## begin

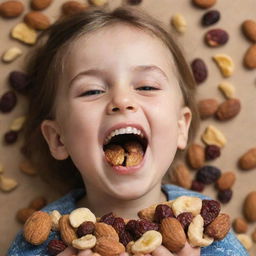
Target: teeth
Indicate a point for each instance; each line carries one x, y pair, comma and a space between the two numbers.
127, 130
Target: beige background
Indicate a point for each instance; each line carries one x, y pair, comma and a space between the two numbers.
240, 132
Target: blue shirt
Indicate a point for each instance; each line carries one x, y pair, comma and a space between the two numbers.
229, 246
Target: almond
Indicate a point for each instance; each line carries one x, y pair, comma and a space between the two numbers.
37, 228
249, 206
219, 228
248, 160
228, 109
11, 9
174, 237
37, 20
207, 107
67, 232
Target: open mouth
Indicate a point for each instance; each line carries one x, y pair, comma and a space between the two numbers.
125, 150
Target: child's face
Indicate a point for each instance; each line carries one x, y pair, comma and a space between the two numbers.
118, 64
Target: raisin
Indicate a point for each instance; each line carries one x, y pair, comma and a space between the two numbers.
225, 196
197, 186
210, 17
208, 174
212, 152
199, 70
209, 211
185, 219
55, 247
85, 228
108, 218
162, 211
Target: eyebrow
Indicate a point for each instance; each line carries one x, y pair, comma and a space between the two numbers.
141, 68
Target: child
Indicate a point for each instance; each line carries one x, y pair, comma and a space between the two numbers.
100, 74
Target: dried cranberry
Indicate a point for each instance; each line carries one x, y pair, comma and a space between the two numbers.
225, 196
197, 186
210, 17
212, 152
119, 225
55, 247
85, 228
209, 211
108, 218
185, 219
208, 174
199, 70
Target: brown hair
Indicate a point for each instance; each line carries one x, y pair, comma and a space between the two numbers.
45, 66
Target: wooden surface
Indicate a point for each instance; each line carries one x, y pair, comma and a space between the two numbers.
240, 132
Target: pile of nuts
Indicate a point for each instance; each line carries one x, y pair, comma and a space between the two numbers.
171, 224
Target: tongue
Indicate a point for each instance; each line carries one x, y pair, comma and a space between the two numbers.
127, 154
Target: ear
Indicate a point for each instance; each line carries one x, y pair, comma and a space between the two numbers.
183, 126
52, 135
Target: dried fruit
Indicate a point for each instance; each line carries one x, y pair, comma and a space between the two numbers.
207, 107
208, 174
219, 228
212, 152
249, 207
37, 228
210, 210
240, 225
225, 195
228, 109
196, 236
226, 180
213, 136
211, 17
55, 247
174, 237
148, 242
225, 64
199, 70
248, 160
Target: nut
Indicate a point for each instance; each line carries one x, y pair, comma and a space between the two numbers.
187, 204
250, 57
196, 156
195, 233
181, 176
37, 228
228, 109
249, 29
84, 242
212, 136
227, 89
240, 225
11, 54
248, 160
11, 9
24, 33
207, 107
179, 23
226, 180
67, 232
219, 228
225, 64
37, 20
80, 215
245, 240
249, 206
149, 241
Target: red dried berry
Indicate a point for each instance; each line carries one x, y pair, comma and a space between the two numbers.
55, 247
85, 228
162, 211
185, 219
212, 152
209, 211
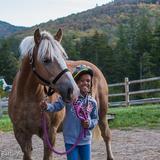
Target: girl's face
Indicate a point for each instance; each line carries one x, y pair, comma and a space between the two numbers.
84, 84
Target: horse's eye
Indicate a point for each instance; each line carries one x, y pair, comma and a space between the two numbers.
47, 60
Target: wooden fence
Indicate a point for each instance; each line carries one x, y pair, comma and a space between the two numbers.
127, 93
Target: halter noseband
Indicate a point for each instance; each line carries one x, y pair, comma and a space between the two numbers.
32, 62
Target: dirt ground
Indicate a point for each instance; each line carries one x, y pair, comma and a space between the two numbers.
136, 144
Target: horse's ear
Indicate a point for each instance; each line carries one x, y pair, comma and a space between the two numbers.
59, 35
37, 36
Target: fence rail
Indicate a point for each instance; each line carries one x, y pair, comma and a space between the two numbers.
128, 93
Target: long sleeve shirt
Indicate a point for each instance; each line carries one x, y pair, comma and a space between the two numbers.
72, 124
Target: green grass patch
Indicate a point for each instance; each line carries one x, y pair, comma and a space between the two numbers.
144, 116
5, 123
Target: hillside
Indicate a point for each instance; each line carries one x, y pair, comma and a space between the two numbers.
7, 29
105, 18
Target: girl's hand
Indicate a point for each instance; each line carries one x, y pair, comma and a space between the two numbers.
43, 105
85, 123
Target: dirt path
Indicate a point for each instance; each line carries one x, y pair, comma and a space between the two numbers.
134, 144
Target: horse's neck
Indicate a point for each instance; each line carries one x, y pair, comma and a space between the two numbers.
27, 83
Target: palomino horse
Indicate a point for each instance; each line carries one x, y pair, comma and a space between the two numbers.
28, 91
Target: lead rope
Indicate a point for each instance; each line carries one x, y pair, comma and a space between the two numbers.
81, 114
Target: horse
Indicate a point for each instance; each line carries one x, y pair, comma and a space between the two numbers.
44, 63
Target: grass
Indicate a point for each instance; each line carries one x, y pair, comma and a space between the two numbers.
144, 116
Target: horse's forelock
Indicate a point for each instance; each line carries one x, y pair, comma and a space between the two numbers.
53, 47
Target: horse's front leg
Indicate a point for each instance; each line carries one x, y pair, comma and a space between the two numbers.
104, 127
52, 137
25, 142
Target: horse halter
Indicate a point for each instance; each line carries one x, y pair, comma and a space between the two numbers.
32, 62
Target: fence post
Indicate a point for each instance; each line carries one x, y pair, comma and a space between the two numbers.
127, 91
1, 111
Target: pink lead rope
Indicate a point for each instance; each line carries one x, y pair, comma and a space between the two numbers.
81, 114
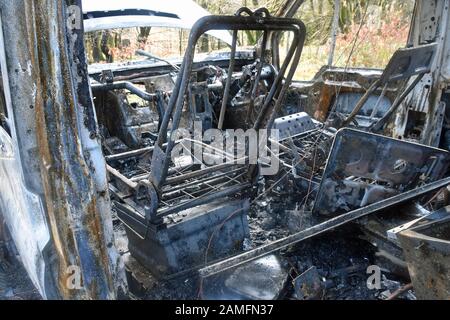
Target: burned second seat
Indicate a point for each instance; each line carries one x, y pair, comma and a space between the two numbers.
181, 210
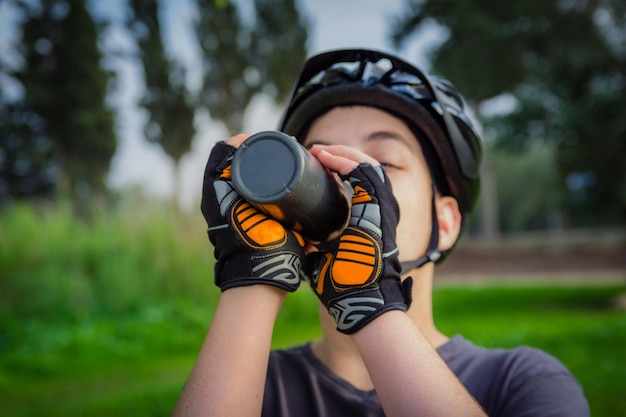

## end

* TASK DIRECTIONS: Copy every line above, from the line containing "Target: horse halter" through the end of the items, both ends included, and leave out the pictures.

* ANSWER FOR THE TASK:
Target: horse halter
Indicate a point for each instance; each line carries one x, y pair, comma and a space between the two numbers.
32, 62
Target: fence post
Indicate a point for each instance; each line carries one x, y pair, comma and a space between the two numbers.
127, 91
1, 111
Target: pink lead rope
Indicate a point for each instance; each line carries one x, y pair, comma and a space between the two numbers.
81, 114
Target: burned second seat
Indicate a point for each instance; each line carries one x, y pair, comma and a space between the two numbers.
181, 210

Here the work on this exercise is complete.